**STATED GOAL**
Leave every picture out and write out the records below exactly.

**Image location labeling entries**
============

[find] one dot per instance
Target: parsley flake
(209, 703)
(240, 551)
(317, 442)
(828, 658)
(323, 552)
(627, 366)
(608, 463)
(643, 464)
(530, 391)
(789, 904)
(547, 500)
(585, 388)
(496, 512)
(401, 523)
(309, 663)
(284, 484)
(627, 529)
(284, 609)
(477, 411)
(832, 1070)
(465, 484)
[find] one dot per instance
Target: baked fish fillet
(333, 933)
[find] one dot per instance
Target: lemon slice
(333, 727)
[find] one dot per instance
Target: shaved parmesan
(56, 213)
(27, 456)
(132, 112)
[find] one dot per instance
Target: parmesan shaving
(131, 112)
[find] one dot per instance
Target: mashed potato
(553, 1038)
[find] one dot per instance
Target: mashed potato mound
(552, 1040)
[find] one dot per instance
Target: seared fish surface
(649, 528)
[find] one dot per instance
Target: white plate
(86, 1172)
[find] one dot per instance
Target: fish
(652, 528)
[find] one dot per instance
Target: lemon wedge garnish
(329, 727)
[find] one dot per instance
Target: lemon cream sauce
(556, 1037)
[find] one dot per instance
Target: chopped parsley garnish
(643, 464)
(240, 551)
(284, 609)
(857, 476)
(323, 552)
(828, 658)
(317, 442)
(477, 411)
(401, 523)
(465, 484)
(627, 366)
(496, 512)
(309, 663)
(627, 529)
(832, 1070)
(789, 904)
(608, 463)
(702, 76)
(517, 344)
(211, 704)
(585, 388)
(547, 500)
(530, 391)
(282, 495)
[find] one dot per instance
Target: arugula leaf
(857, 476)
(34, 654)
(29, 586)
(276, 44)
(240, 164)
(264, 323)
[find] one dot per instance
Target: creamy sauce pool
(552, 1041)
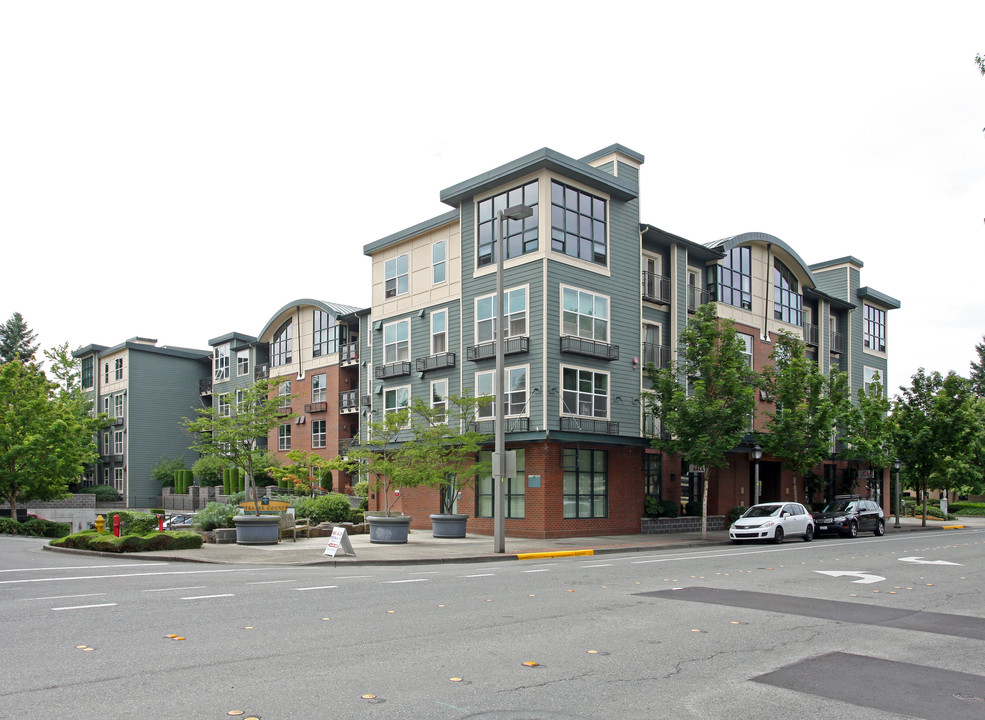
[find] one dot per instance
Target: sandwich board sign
(339, 539)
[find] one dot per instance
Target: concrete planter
(257, 530)
(393, 529)
(448, 525)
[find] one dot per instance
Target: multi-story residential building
(147, 390)
(591, 296)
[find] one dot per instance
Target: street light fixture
(757, 454)
(897, 464)
(516, 212)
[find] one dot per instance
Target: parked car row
(846, 515)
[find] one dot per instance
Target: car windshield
(763, 511)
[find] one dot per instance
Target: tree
(867, 430)
(705, 400)
(808, 407)
(45, 442)
(938, 431)
(15, 340)
(234, 436)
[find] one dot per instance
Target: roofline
(548, 159)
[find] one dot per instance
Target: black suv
(849, 514)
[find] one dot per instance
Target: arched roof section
(333, 309)
(728, 243)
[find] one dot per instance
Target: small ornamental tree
(705, 400)
(234, 436)
(808, 407)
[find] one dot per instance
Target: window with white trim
(396, 276)
(439, 331)
(584, 314)
(515, 315)
(585, 393)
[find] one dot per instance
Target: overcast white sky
(179, 170)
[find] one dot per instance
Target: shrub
(735, 512)
(215, 515)
(327, 508)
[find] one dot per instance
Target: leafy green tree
(938, 431)
(867, 429)
(17, 340)
(808, 407)
(705, 400)
(163, 471)
(44, 441)
(234, 436)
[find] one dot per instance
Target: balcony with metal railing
(656, 288)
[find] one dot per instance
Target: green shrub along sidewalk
(107, 542)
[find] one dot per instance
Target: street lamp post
(896, 466)
(757, 453)
(517, 212)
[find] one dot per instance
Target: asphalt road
(725, 632)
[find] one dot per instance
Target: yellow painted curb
(553, 553)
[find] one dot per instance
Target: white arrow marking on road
(864, 578)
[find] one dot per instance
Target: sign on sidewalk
(339, 539)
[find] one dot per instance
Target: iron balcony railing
(436, 362)
(486, 351)
(589, 425)
(656, 288)
(589, 348)
(397, 369)
(659, 355)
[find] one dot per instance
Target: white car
(773, 521)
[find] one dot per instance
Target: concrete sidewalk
(422, 548)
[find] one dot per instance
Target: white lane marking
(105, 577)
(59, 597)
(207, 597)
(80, 567)
(320, 587)
(83, 607)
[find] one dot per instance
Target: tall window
(438, 262)
(577, 223)
(439, 331)
(220, 362)
(242, 362)
(319, 388)
(485, 489)
(396, 276)
(584, 315)
(514, 309)
(323, 334)
(787, 302)
(586, 481)
(318, 434)
(396, 341)
(585, 393)
(519, 236)
(874, 331)
(87, 372)
(283, 344)
(735, 278)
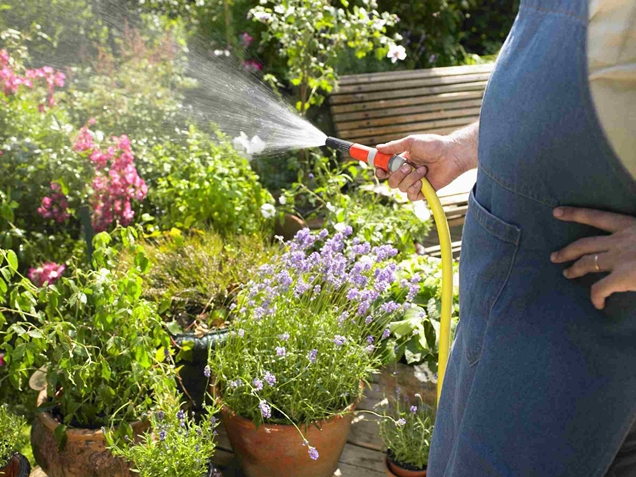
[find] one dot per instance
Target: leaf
(61, 437)
(12, 259)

============

**RESULT OF THIS EXERCISE**
[find] one dot per instance
Target: parsley flake
(209, 703)
(240, 551)
(317, 442)
(828, 658)
(323, 552)
(627, 366)
(608, 463)
(643, 464)
(530, 391)
(789, 904)
(547, 500)
(585, 388)
(496, 512)
(401, 523)
(309, 663)
(284, 484)
(627, 529)
(284, 609)
(477, 411)
(832, 1070)
(465, 484)
[find] one dot per instance
Target: baked fish fillet
(333, 933)
[find] one dot per instance
Target: lemon slice
(333, 727)
[find] one dot per instance
Target: shaved parmesan
(56, 213)
(27, 456)
(132, 112)
[find] one dot per instance
Target: parmesan shaving
(131, 112)
[find] one dot per instance
Target: mashed potato
(553, 1038)
[find] one dot per instance
Target: mashed potato mound
(552, 1040)
[find] one dot per instance
Target: seared fish surface
(649, 528)
[find] one dot per instance
Target: white plate
(86, 1172)
[find] one dot per instance
Target: fish
(652, 528)
[find] one dot per instance
Target: lemon wedge garnish
(329, 727)
[find] one dot per instance
Target: lemon cream sauce
(556, 1037)
[find] one dot per instance
Target: chopped parsley garnish
(643, 464)
(240, 551)
(284, 609)
(857, 476)
(323, 552)
(828, 658)
(317, 442)
(477, 411)
(401, 523)
(465, 484)
(627, 366)
(496, 512)
(309, 663)
(627, 529)
(832, 1070)
(789, 904)
(608, 463)
(702, 76)
(517, 344)
(211, 704)
(585, 388)
(547, 500)
(530, 391)
(282, 495)
[find] one dot per instance
Target: arugula leaf
(857, 476)
(34, 654)
(29, 586)
(276, 44)
(240, 164)
(264, 323)
[find] one dot per instance
Target: creamy sauce pool
(552, 1041)
[find] one dot per instance
Target: sandwich board sign
(339, 539)
[find] one dot per instance
Target: concrete planter
(257, 530)
(393, 529)
(448, 525)
[find] one dot per instance
Target: multi-story residential building
(147, 390)
(591, 296)
[find] one dot per instance
Target: street light fixture
(757, 454)
(897, 464)
(516, 212)
[find] one dot per instance
Target: parked car row
(846, 515)
[find] one dot per instance
Target: car windshield
(763, 511)
[find] one dot per instance
Target: tree
(867, 430)
(705, 400)
(808, 407)
(45, 442)
(938, 431)
(15, 340)
(234, 436)
[find] one dot per instance
Target: roofline
(548, 159)
[find] one dot per instance
Target: black suv
(849, 514)
[find] one dot per instance
Target: arched roof section
(333, 309)
(728, 243)
[find] one dot per instance
Target: small ornamental tree
(705, 400)
(234, 436)
(808, 407)
[find] one dot per instance
Target: window with white trim
(396, 276)
(439, 331)
(584, 314)
(515, 315)
(585, 393)
[find] one dot per instance
Target: overcast white sky
(179, 170)
[find] one dot per instance
Target: shrub
(735, 512)
(215, 515)
(327, 508)
[find] one dot per instance
Target: leafy green tree
(938, 431)
(867, 429)
(17, 340)
(808, 407)
(705, 400)
(163, 471)
(44, 441)
(234, 436)
[find] one dot per instance
Target: balcony with metal railing
(656, 288)
[find] one dot per instance
Target: green shrub along sidewalk
(107, 542)
[find] one dot per instance
Target: street lamp post
(896, 466)
(757, 453)
(517, 212)
[find] one dot per instance
Target: asphalt road
(725, 632)
[find] one dot per instance
Target: yellow painted curb
(553, 553)
[find] one dot per instance
Target: white arrow marking on road
(864, 578)
[find] one dot per instance
Target: sign on sidewalk
(339, 539)
[find] one dot per instance
Target: iron balcony railing
(436, 362)
(486, 351)
(589, 425)
(656, 288)
(589, 348)
(397, 369)
(659, 355)
[find] one dot per instance
Target: white car
(773, 521)
[find] one dot per instance
Target: concrete sidewalk
(422, 548)
[find] one dot per instance
Target: white lane marking
(105, 577)
(59, 597)
(207, 597)
(80, 567)
(320, 587)
(83, 607)
[find] one dot per instance
Target: tall window
(438, 262)
(577, 223)
(439, 331)
(220, 362)
(242, 362)
(319, 388)
(485, 489)
(396, 276)
(584, 315)
(514, 309)
(323, 334)
(787, 302)
(586, 481)
(318, 434)
(396, 341)
(585, 393)
(519, 236)
(874, 331)
(87, 372)
(283, 344)
(735, 278)
[find] one dot per instance
Target: leaf
(61, 437)
(12, 259)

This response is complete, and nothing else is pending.